[Dataset records]:
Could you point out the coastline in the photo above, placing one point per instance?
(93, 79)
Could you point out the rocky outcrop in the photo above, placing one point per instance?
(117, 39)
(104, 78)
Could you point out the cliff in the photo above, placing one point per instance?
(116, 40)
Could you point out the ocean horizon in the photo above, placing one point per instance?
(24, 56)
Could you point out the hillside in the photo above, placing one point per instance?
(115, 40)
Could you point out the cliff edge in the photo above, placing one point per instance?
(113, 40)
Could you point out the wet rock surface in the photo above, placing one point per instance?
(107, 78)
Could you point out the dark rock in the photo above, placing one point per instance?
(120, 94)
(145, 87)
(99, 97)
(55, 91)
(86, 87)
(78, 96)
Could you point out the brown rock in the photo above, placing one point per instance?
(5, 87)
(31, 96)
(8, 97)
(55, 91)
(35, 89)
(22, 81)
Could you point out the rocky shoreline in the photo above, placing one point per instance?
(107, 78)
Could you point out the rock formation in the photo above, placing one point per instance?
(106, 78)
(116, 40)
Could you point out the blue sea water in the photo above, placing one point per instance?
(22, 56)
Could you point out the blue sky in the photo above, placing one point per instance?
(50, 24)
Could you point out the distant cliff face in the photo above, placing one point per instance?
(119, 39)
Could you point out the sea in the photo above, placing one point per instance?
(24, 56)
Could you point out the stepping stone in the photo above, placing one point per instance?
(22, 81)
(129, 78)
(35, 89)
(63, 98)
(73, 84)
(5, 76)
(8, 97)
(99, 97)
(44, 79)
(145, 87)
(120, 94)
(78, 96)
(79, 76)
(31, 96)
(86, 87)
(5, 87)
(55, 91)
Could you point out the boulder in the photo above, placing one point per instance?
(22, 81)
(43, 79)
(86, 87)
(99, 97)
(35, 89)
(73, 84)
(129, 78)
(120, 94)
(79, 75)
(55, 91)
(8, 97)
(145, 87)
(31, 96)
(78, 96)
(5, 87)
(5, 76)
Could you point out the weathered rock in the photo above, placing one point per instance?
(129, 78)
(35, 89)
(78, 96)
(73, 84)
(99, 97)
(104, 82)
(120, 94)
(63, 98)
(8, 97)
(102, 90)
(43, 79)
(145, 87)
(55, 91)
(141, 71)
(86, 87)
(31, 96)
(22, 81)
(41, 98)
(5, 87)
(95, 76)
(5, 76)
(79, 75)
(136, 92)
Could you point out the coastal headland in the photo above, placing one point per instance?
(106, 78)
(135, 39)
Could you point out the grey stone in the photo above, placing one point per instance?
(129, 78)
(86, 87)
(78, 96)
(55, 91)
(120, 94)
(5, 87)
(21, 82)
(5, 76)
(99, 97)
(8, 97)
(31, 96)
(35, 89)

[Goal of the exercise]: Starting with the line that contains "Could you point out the grey" and going on through the end of the items, write those lines out again with "grey stone" swapped for "gray rock" and nothing else changed.

[Solution to the exercise]:
Could you point out the gray rock in the photo above, placing one point per instance?
(129, 78)
(86, 87)
(78, 96)
(55, 91)
(120, 94)
(5, 87)
(21, 82)
(5, 76)
(99, 97)
(8, 97)
(31, 96)
(35, 89)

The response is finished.